* TASK REQUIREMENTS *
Each line of the data that mentions the string "below" needs to be identified and copied.

START SOURCE DATA

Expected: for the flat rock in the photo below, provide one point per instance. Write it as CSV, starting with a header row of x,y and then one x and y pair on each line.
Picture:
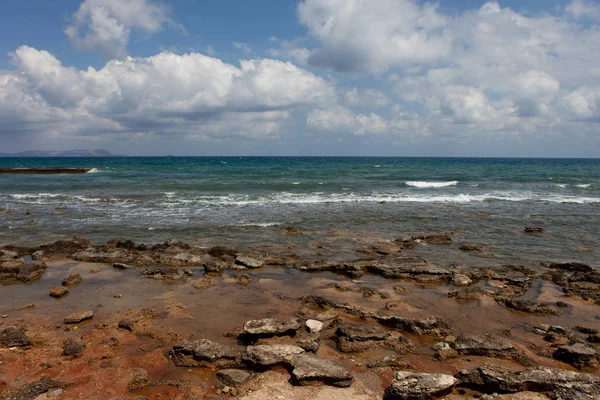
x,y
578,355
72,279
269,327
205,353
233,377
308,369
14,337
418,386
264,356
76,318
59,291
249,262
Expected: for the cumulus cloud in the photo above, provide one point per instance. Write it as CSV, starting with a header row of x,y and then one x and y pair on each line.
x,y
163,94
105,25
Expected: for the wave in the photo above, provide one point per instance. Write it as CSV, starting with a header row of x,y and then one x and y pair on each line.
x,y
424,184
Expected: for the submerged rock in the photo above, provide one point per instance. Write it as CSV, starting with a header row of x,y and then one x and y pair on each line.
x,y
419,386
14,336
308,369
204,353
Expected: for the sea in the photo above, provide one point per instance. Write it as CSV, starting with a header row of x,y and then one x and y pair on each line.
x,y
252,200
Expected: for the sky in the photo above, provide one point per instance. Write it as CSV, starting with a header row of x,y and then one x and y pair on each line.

END SOURCE DATA
START SOURCE DATA

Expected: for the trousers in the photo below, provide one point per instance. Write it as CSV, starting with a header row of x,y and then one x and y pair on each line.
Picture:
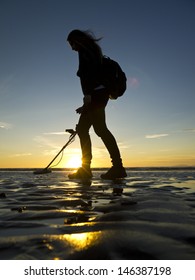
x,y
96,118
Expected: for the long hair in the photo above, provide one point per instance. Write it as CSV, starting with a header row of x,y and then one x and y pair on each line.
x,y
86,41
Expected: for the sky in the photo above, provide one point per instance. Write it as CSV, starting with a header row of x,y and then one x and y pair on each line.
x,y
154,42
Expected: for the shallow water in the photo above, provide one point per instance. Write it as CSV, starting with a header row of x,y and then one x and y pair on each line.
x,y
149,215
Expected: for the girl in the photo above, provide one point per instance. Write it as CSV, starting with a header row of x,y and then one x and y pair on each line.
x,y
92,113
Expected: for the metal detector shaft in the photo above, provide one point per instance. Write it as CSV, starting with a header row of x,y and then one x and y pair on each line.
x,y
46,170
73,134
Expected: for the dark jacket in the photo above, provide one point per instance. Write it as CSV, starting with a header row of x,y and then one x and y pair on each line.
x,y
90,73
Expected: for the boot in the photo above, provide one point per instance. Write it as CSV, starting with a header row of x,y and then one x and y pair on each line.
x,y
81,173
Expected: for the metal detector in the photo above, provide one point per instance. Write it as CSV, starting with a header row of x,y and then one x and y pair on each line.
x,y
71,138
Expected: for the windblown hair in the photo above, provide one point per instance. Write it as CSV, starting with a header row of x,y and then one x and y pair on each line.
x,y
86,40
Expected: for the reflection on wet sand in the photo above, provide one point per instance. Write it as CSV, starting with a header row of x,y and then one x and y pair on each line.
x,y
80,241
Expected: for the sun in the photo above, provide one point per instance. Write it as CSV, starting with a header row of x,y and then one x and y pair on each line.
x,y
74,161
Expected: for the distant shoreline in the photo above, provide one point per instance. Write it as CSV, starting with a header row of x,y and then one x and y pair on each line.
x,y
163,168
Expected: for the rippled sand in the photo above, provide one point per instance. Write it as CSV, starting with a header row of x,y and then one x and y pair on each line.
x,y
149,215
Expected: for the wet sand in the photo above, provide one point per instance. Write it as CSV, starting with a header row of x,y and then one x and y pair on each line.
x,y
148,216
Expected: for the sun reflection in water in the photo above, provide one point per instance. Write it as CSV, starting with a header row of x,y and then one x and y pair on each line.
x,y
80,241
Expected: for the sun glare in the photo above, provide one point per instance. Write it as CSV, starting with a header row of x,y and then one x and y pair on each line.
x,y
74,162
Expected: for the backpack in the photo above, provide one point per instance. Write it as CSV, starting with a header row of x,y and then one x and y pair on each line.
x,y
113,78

END SOURCE DATA

* RESPONSE *
Expected: for the flat rock in the photo below, provide one point per instance. Write it as CSV, starting with a header row of x,y and then one x and y pair on each line.
Expected: for the trousers in the photo below, provide one point per instance. Write it as CSV, starting with a header row of x,y and then one x and y pair on each line.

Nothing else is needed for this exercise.